#### TASK OBJECTIVE:
Could you reproduce the listing below word for word, leaving out any pictures?

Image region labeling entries
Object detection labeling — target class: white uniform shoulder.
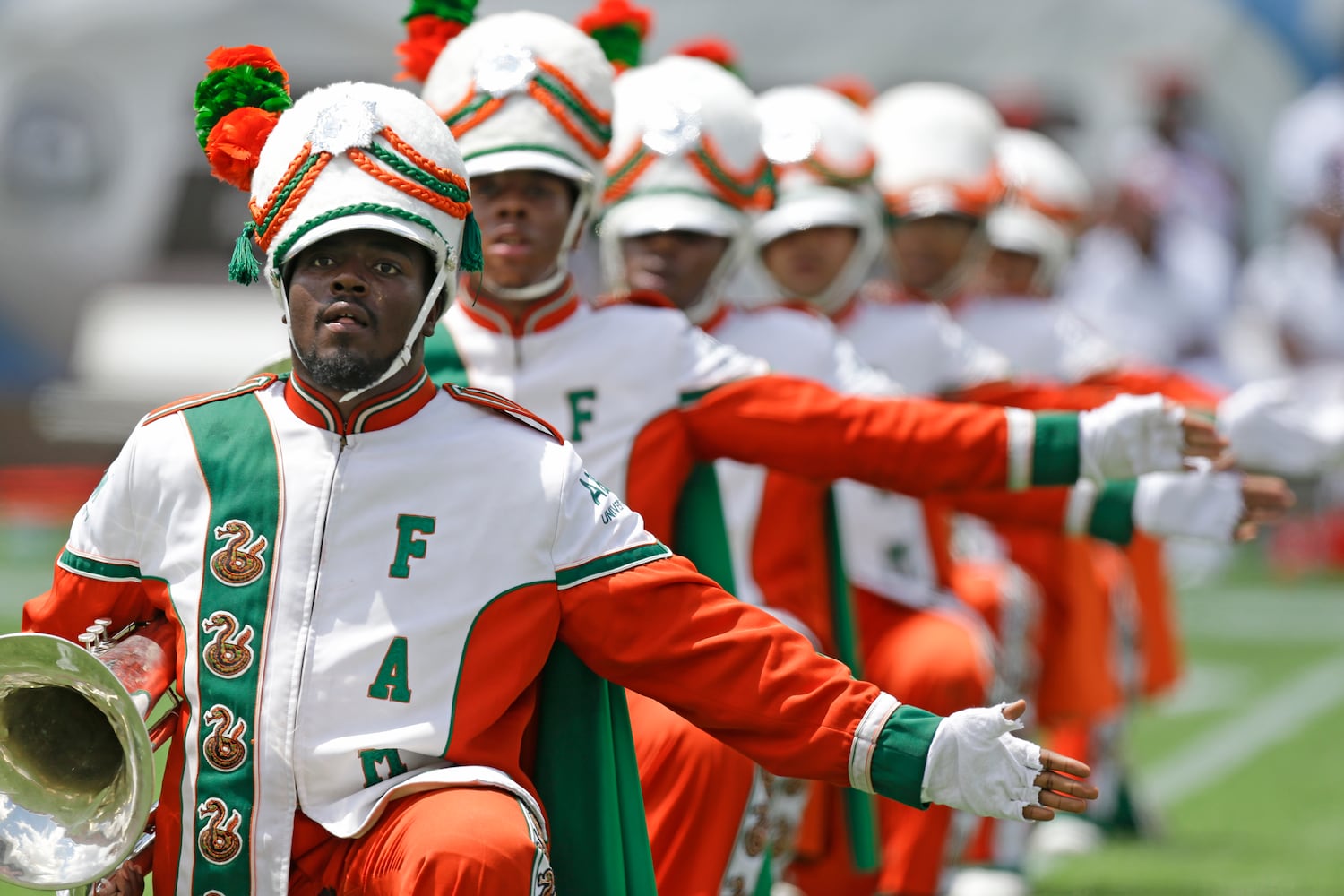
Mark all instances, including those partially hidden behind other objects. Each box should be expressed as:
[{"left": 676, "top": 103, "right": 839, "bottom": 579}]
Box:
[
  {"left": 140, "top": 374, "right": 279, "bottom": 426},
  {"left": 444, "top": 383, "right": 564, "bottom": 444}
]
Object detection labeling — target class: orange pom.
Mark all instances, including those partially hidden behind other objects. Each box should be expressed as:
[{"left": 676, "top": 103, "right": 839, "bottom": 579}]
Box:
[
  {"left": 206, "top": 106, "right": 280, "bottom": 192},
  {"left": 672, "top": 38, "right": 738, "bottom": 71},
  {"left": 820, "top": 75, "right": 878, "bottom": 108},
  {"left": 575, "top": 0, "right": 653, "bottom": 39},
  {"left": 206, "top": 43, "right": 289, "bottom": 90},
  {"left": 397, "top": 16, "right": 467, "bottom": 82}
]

#### THE COMPLETED TASK:
Object detection labeling — target class: white uniform shoulder.
Mark all instances, including those partially hidden behind other objects. Each box should be expressed as:
[{"left": 676, "top": 103, "right": 839, "bottom": 579}]
Box:
[
  {"left": 140, "top": 374, "right": 279, "bottom": 426},
  {"left": 444, "top": 383, "right": 564, "bottom": 444}
]
Object detection labeling — target class: orange pom.
Mark all instances, including those partially hidden behind other objects. Each box should be expressed as:
[{"left": 676, "top": 103, "right": 839, "bottom": 579}]
Box:
[
  {"left": 206, "top": 106, "right": 280, "bottom": 192},
  {"left": 672, "top": 38, "right": 738, "bottom": 71},
  {"left": 820, "top": 75, "right": 878, "bottom": 108},
  {"left": 575, "top": 0, "right": 653, "bottom": 39},
  {"left": 206, "top": 43, "right": 289, "bottom": 90},
  {"left": 397, "top": 16, "right": 467, "bottom": 82}
]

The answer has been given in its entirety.